Stored data entries
● ● ● ● ● ● ●

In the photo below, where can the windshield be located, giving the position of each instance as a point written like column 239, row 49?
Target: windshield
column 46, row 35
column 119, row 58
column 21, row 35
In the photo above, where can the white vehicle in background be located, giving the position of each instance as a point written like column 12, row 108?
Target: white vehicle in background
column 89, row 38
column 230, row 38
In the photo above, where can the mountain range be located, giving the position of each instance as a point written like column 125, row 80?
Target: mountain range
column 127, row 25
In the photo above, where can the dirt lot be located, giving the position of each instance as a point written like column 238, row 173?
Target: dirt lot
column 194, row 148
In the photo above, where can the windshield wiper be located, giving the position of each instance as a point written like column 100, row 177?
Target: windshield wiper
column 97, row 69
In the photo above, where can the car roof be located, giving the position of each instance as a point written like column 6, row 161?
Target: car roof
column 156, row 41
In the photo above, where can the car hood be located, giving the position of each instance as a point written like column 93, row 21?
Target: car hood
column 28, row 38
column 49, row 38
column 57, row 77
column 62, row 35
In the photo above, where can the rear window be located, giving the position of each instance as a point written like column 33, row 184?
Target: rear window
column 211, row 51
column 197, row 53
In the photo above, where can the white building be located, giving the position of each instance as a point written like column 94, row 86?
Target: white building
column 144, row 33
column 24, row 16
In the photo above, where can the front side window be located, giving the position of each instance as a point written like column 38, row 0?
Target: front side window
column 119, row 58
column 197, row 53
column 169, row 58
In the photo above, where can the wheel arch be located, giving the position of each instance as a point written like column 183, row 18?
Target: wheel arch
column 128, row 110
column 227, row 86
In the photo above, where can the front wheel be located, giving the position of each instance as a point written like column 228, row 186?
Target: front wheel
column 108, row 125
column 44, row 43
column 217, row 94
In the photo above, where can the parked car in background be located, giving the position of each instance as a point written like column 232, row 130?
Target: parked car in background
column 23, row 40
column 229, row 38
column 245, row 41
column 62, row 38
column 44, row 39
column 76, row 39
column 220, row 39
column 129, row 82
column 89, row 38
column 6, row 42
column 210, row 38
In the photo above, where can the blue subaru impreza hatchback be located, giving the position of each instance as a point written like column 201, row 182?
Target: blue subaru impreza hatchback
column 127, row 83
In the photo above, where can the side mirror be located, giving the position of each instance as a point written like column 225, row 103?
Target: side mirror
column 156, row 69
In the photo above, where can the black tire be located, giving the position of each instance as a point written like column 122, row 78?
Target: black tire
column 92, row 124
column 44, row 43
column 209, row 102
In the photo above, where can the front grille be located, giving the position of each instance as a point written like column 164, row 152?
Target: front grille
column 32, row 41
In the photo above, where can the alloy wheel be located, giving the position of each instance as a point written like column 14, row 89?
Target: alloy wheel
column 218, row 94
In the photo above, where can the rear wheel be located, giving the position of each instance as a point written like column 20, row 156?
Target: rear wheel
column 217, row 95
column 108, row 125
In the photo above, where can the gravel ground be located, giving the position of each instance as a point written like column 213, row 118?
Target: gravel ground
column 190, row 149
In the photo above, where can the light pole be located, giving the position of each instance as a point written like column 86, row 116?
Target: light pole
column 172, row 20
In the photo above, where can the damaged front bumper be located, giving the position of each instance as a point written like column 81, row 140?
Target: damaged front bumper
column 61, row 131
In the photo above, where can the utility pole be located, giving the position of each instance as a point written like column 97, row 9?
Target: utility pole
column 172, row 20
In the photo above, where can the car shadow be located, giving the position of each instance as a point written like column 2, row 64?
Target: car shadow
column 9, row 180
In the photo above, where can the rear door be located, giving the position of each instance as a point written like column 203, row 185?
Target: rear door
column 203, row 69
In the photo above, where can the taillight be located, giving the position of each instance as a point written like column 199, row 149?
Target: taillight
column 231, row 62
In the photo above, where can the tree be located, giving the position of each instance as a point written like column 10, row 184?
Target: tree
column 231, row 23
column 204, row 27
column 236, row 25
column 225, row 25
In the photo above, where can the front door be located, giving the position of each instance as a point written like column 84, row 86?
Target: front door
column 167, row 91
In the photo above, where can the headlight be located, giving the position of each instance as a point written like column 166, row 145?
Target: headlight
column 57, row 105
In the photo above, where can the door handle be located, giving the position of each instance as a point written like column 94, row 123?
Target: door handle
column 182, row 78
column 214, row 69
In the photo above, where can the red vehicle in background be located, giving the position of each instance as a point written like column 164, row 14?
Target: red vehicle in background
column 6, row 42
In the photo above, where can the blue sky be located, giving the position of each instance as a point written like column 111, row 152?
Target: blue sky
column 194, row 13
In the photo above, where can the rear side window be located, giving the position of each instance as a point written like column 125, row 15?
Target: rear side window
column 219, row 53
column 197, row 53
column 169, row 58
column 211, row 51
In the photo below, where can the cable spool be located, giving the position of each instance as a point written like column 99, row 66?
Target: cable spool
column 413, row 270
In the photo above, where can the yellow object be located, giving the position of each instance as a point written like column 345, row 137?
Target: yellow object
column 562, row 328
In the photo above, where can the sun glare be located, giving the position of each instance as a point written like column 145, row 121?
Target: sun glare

● ● ● ● ● ● ●

### Exercise instructions
Swap every "Target" in the lines above for "Object", leaving everything else unchanged.

### Answer for this exercise
In the photo below, where can the windshield be located, giving the position of each instance as a point written like column 239, row 49?
Object: windshield
column 46, row 35
column 119, row 58
column 21, row 35
In the photo above, where can the white vehicle in background be located, giving the position of each instance as a point written like column 12, row 108?
Object: white vehicle in background
column 89, row 38
column 230, row 38
In the photo above, where can the mountain range be located, giving the position of each instance as a point written like column 125, row 80?
Object: mountain range
column 127, row 25
In the photo above, where can the dirt lot be located, giving the position of each instance as a point written like column 238, row 173?
Object: dirt lot
column 194, row 148
In the photo above, where can the windshield wiper be located, giving the position of each instance as a point written like column 100, row 177?
Object: windshield wiper
column 97, row 69
In the photo above, where can the car roof be located, giving the position of each instance as a point written like column 6, row 161?
Object: car roof
column 156, row 41
In the photo above, where can the car hood be located, giving the position of each instance as a point written like column 93, row 21?
Object: car hood
column 28, row 38
column 49, row 38
column 57, row 77
column 62, row 35
In the photo above, where can the rear window be located, giving the position of each instance as a point written like column 33, row 184?
Object: rear window
column 211, row 51
column 197, row 53
In the photo above, where can the white building be located, giving the position of each instance as a point written like column 94, row 86?
Object: white building
column 144, row 33
column 24, row 16
In the photo above, where can the front side window be located, giving the position of each instance as a point written like column 38, row 0?
Object: front side window
column 119, row 58
column 197, row 53
column 169, row 58
In the photo above, where can the wheel arch be located, giving the position of each instance as a point written like column 183, row 18?
Object: wheel arch
column 128, row 110
column 227, row 86
In the photo above, where can the front wheel be located, giving the position of each instance as a point written like column 228, row 186?
Object: front wheel
column 108, row 125
column 44, row 43
column 217, row 94
In the photo above, where can the parked car in background be located, giving the position of each instance as a point written like column 232, row 130?
Object: parked car in background
column 23, row 40
column 229, row 38
column 245, row 41
column 62, row 38
column 44, row 39
column 76, row 39
column 220, row 39
column 129, row 82
column 89, row 38
column 6, row 42
column 210, row 38
In the photo above, where can the blue subaru impreza hatchback be located, giving the position of each instance as a point written like column 201, row 182?
Object: blue subaru impreza hatchback
column 127, row 83
In the photo above, where can the side mirror be located, giving the position of each instance as a point written like column 225, row 103?
Object: side mirror
column 156, row 69
In the photo above, where can the black tire be located, giving the position of each instance as a point written like column 122, row 78?
Object: black tire
column 92, row 124
column 44, row 43
column 209, row 102
In the photo above, where can the front grille be located, giving the position of each instance as a point written like column 164, row 152?
Object: front grille
column 32, row 41
In the photo above, where can the alloy wheel be located, giving the position of each instance as a point written like column 14, row 89?
Object: alloy wheel
column 218, row 94
In the photo above, where can the rear wheel be located, giving the position of each instance as a point written like column 20, row 156?
Object: rear wheel
column 217, row 95
column 108, row 125
In the photo above, where can the gravel ground be located, giving the position of each instance as a point written like column 213, row 118?
Object: gravel ground
column 190, row 149
In the photo above, where can the light pole be located, giving the position of each instance as a point written like column 86, row 116?
Object: light pole
column 172, row 20
In the photo above, where can the damaged front bumper be located, giving the position of each instance as a point written like column 81, row 140?
Object: damaged front bumper
column 61, row 131
In the photo above, where can the utility pole be located, giving the position of each instance as a point written like column 97, row 9?
Object: utility pole
column 172, row 20
In the photo above, where can the car shadow be located, giving the position of each instance as a point written like column 2, row 64?
Object: car shadow
column 9, row 180
In the photo above, where can the rear door be located, giving the position of each instance as a point written like column 203, row 185?
Object: rear door
column 203, row 69
In the photo above, where can the taillight be located, giving the position of each instance as a point written like column 199, row 149?
Object: taillight
column 231, row 62
In the photo above, where can the tree be located, giving the position of each instance as a point written like column 10, row 184?
Object: tree
column 231, row 23
column 204, row 27
column 236, row 25
column 225, row 25
In the photo above, where can the front door be located, giving the position of each instance as a point written like column 84, row 86?
Object: front door
column 167, row 91
In the photo above, where can the headlight be located, giving the position of each instance as a point written like column 166, row 145?
Object: headlight
column 57, row 105
In the photo above, where can the door handle be located, giving the position of each instance as a point written like column 94, row 123?
Object: door handle
column 182, row 78
column 214, row 69
In the photo above, where can the red vehicle in background be located, giving the position of each instance as a point written like column 164, row 14?
Object: red vehicle in background
column 6, row 42
In the photo above, where can the blue sky be located, giving the position of each instance as a point written like column 111, row 152?
Object: blue sky
column 194, row 13
In the photo above, where can the rear side window be located, giving the position of each instance as a point written like column 125, row 15?
Object: rear side window
column 219, row 53
column 197, row 53
column 169, row 58
column 211, row 51
In the photo below, where can the cable spool be located, giving the position of each instance as a point written like column 99, row 66?
Object: cable spool
column 413, row 270
In the photo above, where can the yellow object be located, giving the position of each instance as a point written like column 345, row 137?
Object: yellow object
column 562, row 328
In the photo above, where can the sun glare be located, giving the position of each instance as a point written like column 145, row 121?
Object: sun glare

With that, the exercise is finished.